WHAT IS BEING ASKED —
Convert this listing into a numbered list with blank lines dropped.

****************

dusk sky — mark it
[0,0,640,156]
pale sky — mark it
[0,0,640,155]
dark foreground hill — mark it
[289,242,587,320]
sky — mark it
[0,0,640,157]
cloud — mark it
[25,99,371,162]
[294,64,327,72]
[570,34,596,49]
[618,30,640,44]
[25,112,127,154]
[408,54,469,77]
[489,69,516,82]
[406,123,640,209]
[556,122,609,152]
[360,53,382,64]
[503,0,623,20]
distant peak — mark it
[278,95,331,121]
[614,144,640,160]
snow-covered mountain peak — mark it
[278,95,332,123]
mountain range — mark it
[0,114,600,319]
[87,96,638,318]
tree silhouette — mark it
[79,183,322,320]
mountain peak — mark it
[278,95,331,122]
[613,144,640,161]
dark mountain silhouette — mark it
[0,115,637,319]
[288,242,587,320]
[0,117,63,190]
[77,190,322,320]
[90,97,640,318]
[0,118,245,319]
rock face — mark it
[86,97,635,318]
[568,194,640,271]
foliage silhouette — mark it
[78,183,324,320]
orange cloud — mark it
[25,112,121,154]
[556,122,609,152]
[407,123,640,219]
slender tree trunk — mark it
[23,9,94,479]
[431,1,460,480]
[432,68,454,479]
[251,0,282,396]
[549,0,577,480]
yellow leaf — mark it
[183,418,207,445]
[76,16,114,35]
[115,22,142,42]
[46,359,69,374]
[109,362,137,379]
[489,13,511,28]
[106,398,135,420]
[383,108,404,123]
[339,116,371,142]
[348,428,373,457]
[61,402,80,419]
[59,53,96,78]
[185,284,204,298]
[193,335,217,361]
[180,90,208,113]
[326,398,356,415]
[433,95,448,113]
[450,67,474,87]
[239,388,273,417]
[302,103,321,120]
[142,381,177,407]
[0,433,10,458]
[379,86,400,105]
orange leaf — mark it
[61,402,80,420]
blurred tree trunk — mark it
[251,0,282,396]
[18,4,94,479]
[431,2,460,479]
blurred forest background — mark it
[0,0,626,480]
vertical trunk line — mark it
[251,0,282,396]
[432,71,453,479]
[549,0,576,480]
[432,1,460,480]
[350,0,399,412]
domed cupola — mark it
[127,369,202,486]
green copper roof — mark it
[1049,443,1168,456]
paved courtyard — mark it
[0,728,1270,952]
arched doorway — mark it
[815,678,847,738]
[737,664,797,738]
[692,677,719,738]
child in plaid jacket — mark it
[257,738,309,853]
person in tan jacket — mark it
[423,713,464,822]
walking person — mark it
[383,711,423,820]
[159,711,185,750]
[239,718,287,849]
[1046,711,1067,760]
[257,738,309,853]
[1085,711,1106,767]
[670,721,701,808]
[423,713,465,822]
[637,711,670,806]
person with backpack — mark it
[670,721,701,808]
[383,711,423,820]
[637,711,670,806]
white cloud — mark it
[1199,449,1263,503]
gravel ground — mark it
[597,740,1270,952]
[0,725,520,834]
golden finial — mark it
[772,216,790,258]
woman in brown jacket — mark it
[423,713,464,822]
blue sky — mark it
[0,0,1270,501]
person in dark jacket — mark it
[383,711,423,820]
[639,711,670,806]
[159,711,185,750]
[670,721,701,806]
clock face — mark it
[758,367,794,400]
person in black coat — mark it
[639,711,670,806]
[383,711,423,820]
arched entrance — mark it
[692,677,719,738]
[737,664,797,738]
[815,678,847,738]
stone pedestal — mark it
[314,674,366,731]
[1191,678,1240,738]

****************

RESULT OF THE TASK —
1. dusk sky — mark it
2. [0,0,640,156]
3. pale sky — mark it
4. [0,0,640,155]
5. dark foreground hill — mark it
6. [289,242,587,320]
7. sky — mark it
8. [0,0,640,157]
9. cloud — mark it
10. [25,99,371,162]
11. [294,64,327,72]
12. [570,34,596,49]
13. [618,30,640,44]
14. [25,112,127,154]
15. [408,54,469,77]
16. [489,69,516,82]
17. [406,123,640,209]
18. [556,122,609,152]
19. [360,53,382,64]
20. [503,0,623,20]
21. distant peak — mark it
22. [278,95,331,121]
23. [614,144,640,160]
24. snow-covered mountain peak — mark it
25. [278,95,332,123]
26. mountain range — mark it
27. [0,114,600,319]
28. [87,96,638,318]
29. tree silhouette — mark it
30. [79,183,322,320]
31. mountain peak — mark it
32. [278,95,331,122]
33. [613,144,640,161]
34. dark mountain silhouette — mark it
35. [0,115,637,319]
36. [288,242,587,320]
37. [0,117,63,190]
38. [77,190,322,320]
39. [90,97,640,318]
40. [0,118,245,319]
41. rock face — mark it
42. [86,97,635,318]
43. [568,194,640,271]
44. foliage silhouette — mark it
45. [78,183,324,320]
46. orange cloud — mark it
47. [25,112,121,154]
48. [556,122,609,152]
49. [407,123,640,219]
50. slender tree trunk — mark it
51. [23,9,94,479]
52. [431,1,460,480]
53. [432,68,454,479]
54. [251,0,282,396]
55. [549,0,577,480]
56. yellow leaf — mark it
57. [183,418,207,445]
58. [76,16,114,35]
59. [115,22,142,42]
60. [46,359,69,374]
61. [109,362,137,379]
62. [489,13,511,28]
63. [106,398,135,420]
64. [383,108,404,123]
65. [339,116,371,142]
66. [348,428,373,457]
67. [61,402,80,419]
68. [59,53,96,78]
69. [185,284,204,298]
70. [193,335,217,361]
71. [180,90,208,113]
72. [326,398,356,415]
73. [433,95,448,113]
74. [450,67,474,87]
75. [239,388,273,417]
76. [302,103,321,120]
77. [142,381,177,407]
78. [0,433,10,458]
79. [379,86,400,105]
80. orange leaf — mark it
81. [61,402,80,420]
82. blurred tree trunk — mark it
83. [251,0,282,396]
84. [18,4,94,479]
85. [431,2,460,479]
86. blurred forest background — mark it
87. [0,0,626,480]
88. vertical trunk line — mark it
89. [251,0,282,396]
90. [432,71,453,479]
91. [549,0,576,480]
92. [432,1,460,480]
93. [350,0,399,412]
94. domed cupola — mark it
95. [127,369,202,486]
96. green copper roof — mark it
97. [1049,443,1168,456]
98. paved courtyard — mark it
99. [0,728,1270,952]
100. arched doorway — mark it
101. [815,678,847,738]
102. [737,664,797,738]
103. [692,677,719,738]
104. child in plaid jacket — mark it
105. [257,738,309,853]
106. person in tan jacket — mark it
107. [423,713,464,822]
108. walking person — mark it
109. [383,711,423,820]
110. [159,711,185,750]
111. [239,718,287,849]
112. [1046,711,1067,760]
113. [257,738,309,853]
114. [1085,711,1106,767]
115. [670,721,701,808]
116. [423,713,465,822]
117. [637,711,670,806]
118. person with backpack — mark it
119. [670,721,701,808]
120. [383,711,423,820]
121. [637,711,670,806]
122. white cloud — mark it
123. [1199,449,1263,503]
124. gravel ground — mark it
125. [597,740,1270,952]
126. [0,725,520,834]
127. golden finial — mark it
128. [772,216,790,258]
129. woman in brown jacket — mark it
130. [423,713,464,822]
131. blue sky — mark it
132. [0,0,1270,501]
133. person in dark jacket — mark it
134. [383,711,423,820]
135. [639,711,670,806]
136. [159,711,185,750]
137. [670,721,701,806]
138. clock face — mark it
139. [758,367,794,400]
140. person in black coat — mark it
141. [639,711,670,806]
142. [383,711,423,820]
143. arched entrance — mark it
144. [692,677,719,738]
145. [737,664,797,738]
146. [815,678,847,738]
147. stone pedestal — mark it
148. [314,674,366,731]
149. [1191,678,1240,738]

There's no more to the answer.